[start of INFORMATION SUPPLIED]
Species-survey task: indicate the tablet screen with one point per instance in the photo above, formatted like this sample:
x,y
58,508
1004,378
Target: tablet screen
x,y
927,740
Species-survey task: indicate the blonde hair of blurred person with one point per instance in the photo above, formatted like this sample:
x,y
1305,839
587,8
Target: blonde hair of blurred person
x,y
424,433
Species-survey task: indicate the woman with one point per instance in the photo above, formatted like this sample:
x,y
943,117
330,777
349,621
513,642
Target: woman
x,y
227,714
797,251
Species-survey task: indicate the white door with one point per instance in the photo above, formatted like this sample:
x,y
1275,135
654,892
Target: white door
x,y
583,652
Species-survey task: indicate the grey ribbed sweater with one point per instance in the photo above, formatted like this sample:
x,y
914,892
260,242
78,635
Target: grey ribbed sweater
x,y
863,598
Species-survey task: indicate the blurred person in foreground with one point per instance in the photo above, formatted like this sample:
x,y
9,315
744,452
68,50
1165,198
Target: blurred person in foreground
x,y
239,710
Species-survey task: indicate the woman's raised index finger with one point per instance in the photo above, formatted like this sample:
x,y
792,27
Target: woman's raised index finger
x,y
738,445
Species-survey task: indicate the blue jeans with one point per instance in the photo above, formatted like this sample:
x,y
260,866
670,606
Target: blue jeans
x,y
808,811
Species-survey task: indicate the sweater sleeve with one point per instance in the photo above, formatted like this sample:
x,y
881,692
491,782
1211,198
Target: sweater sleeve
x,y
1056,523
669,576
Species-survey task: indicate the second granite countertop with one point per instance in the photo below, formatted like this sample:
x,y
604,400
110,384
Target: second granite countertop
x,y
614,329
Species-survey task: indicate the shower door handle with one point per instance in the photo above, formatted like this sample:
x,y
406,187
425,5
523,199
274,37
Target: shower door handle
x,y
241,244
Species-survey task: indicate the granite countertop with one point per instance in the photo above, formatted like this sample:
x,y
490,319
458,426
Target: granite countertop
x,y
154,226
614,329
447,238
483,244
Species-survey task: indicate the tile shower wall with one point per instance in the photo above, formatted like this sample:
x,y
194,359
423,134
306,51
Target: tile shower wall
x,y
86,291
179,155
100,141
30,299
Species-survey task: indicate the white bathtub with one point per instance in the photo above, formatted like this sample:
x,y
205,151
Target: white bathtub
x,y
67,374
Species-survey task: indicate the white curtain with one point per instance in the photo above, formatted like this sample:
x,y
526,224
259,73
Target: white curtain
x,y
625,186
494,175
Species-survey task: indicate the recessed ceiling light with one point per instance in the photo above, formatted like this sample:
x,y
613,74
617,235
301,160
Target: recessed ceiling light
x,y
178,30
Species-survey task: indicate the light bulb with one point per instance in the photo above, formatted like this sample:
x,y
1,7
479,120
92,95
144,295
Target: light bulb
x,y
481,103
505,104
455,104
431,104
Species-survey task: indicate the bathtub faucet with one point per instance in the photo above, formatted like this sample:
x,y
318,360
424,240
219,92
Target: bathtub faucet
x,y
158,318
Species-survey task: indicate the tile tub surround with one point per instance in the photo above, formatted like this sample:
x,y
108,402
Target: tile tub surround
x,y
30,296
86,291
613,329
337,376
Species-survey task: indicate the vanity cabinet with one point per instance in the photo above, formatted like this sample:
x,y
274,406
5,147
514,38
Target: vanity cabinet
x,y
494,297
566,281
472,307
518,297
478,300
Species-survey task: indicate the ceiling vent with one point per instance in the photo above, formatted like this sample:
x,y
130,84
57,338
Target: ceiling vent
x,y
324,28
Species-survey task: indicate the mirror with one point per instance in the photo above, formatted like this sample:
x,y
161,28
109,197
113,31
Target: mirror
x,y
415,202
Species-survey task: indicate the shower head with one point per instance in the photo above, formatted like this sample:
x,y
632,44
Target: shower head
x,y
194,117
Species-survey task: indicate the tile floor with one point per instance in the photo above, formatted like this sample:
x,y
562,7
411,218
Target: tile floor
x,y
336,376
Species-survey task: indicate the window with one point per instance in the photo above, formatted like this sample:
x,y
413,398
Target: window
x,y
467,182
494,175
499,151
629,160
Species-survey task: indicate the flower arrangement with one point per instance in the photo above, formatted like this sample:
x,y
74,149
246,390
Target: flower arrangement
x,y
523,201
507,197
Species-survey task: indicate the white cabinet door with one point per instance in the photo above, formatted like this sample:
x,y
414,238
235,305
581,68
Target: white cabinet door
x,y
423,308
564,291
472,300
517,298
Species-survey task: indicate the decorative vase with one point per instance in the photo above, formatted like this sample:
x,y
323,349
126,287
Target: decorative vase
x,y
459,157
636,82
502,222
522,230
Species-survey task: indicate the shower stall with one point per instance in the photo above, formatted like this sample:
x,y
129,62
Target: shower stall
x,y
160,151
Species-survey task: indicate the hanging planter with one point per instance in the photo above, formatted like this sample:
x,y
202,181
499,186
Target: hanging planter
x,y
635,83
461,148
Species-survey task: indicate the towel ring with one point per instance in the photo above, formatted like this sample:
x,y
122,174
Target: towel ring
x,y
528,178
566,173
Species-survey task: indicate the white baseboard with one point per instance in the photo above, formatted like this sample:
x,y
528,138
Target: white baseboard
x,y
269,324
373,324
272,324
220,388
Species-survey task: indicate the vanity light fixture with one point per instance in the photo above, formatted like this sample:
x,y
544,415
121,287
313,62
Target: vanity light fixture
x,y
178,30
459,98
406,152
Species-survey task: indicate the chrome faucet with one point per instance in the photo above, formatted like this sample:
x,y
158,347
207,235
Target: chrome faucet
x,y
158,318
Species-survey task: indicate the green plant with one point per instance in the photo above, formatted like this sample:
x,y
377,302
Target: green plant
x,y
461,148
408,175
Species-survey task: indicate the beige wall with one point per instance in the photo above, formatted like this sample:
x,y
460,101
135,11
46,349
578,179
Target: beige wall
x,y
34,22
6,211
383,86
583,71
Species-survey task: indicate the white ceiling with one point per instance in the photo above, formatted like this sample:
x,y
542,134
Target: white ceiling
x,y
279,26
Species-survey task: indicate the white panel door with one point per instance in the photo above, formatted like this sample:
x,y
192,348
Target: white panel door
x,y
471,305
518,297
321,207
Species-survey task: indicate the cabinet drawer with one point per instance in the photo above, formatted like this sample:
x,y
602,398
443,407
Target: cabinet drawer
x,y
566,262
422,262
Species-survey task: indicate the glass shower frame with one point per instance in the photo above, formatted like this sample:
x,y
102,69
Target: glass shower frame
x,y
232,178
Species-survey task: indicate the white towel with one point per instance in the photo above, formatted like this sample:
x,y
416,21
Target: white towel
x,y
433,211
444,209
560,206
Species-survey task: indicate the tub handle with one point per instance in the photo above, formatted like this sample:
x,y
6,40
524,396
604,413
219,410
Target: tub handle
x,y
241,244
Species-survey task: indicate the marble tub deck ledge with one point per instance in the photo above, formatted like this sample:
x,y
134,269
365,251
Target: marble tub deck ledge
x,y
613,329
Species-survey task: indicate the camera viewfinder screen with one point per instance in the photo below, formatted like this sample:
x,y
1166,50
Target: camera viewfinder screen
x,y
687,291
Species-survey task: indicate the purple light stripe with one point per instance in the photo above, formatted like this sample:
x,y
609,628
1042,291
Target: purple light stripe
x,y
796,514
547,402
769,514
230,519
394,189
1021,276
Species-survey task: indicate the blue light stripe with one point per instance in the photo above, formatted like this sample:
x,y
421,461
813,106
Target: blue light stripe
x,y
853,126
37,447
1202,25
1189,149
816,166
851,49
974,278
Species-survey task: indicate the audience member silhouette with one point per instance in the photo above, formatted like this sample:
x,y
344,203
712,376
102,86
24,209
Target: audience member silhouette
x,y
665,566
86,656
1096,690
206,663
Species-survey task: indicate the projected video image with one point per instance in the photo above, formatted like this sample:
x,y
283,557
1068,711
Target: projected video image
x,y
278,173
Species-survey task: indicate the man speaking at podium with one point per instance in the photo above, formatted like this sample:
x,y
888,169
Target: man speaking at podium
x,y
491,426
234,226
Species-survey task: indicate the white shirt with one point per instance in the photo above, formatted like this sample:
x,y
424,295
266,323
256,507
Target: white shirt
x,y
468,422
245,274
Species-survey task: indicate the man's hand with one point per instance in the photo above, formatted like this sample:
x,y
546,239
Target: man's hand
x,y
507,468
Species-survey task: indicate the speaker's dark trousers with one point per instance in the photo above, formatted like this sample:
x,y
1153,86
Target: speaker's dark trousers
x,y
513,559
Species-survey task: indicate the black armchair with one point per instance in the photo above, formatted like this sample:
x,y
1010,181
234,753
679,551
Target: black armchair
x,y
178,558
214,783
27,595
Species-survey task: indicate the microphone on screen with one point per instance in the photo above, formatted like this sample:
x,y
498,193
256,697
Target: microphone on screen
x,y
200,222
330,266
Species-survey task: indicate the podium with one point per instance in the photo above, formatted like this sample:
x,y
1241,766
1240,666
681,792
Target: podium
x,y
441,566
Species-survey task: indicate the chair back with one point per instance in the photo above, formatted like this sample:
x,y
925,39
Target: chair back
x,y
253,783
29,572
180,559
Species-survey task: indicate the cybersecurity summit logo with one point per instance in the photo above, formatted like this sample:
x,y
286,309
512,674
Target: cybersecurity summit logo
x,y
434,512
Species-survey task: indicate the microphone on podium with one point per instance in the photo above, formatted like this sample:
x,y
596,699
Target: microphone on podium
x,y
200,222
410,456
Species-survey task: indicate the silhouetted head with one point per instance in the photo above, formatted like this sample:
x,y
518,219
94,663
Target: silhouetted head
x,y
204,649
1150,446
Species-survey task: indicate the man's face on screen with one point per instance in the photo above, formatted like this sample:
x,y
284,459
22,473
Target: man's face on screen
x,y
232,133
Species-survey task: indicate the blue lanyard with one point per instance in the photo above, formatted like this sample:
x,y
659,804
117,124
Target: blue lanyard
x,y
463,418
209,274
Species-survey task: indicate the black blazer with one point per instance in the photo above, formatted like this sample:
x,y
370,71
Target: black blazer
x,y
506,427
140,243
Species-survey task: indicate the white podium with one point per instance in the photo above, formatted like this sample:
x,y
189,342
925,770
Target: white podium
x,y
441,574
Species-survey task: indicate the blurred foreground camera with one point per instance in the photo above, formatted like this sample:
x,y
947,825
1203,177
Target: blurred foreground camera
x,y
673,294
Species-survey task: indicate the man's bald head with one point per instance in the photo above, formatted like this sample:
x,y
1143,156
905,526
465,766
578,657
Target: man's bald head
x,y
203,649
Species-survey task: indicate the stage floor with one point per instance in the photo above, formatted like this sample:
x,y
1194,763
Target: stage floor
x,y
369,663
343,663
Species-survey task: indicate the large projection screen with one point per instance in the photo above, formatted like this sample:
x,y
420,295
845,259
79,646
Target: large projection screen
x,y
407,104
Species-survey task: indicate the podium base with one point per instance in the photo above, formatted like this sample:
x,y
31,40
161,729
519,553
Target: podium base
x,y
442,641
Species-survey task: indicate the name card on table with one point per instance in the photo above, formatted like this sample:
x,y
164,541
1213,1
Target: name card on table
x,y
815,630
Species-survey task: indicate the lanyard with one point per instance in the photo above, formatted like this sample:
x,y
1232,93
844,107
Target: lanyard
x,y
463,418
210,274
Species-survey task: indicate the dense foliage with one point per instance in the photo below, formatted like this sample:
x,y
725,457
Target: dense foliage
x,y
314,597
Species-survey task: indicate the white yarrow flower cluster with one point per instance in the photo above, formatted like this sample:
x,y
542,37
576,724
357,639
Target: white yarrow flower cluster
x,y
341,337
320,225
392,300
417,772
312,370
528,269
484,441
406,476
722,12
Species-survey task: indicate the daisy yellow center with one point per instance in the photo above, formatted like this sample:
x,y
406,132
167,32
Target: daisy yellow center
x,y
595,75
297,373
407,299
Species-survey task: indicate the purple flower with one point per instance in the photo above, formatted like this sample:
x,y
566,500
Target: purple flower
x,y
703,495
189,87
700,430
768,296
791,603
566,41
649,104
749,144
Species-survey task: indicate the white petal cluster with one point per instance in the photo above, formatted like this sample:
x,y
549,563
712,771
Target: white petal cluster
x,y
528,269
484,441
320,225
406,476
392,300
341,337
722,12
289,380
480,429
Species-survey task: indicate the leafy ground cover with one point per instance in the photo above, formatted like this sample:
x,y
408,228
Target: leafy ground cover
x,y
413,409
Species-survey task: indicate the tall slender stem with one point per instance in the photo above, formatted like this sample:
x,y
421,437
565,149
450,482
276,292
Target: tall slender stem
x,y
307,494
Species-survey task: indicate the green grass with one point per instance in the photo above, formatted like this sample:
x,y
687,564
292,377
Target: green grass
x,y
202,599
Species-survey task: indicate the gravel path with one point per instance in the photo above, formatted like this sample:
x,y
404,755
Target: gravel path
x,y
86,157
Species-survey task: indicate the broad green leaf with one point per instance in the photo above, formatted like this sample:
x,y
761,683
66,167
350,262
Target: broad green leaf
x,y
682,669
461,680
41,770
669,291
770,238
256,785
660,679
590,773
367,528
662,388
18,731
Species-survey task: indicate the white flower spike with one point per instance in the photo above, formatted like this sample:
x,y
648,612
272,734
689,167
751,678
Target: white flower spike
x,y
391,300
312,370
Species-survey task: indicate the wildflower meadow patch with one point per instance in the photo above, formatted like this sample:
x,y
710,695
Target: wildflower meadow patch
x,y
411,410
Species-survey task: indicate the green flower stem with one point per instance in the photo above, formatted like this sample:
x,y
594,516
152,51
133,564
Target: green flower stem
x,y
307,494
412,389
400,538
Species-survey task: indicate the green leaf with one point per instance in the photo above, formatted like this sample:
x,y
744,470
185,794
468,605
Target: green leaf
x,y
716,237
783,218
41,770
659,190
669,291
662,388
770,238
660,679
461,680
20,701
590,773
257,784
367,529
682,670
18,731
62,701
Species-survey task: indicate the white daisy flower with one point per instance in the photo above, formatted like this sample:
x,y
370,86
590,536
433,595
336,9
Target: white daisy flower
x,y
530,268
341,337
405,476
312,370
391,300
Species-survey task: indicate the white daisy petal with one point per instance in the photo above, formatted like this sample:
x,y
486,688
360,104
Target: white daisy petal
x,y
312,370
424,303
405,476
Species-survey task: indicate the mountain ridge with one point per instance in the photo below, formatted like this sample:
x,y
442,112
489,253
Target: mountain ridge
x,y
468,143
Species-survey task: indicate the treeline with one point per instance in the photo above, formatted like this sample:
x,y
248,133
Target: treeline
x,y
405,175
[end of INFORMATION SUPPLIED]
--- WHAT YOU NEED TO DO ---
Your task is to return, exactly and on their own, the lines from the one containing "Species-survey task: indicate the green flower" through the last line of the listing.

--- SOLUTION TO THIS PROBLEM ---
Species-survey task: indicate the green flower stem with one point per instance in the photo above, formatted like this sample:
x,y
594,516
152,51
133,564
Target: green flower stem
x,y
307,494
412,389
400,538
Species-survey task: indicate the green leaf with one point per instance in the photo above, formatted like this sample:
x,y
744,470
185,794
468,605
Target: green leaf
x,y
716,237
783,218
41,770
659,190
669,291
662,388
770,238
660,679
461,680
20,701
590,773
257,784
367,529
682,670
18,731
62,701
Species-survey task: indicate the white daisy flower with one point per instance in the photo above, formatted like this sample:
x,y
370,86
590,536
433,595
336,9
Target: white daisy flower
x,y
530,268
341,337
405,476
312,370
391,300
Species-survey task: indicate the white daisy petal with one point per instance in the photo above, formatted like this sample:
x,y
486,688
360,104
Target: white daisy petal
x,y
312,370
424,303
405,476
Species-survey task: indicate the mountain ridge with one point per instance in the photo below, formatted like this sample:
x,y
442,112
489,253
Target: mountain ridge
x,y
468,143
Species-survey task: indicate the treeline with one point per instance in the photo above, formatted like this sample:
x,y
248,133
Target: treeline
x,y
405,175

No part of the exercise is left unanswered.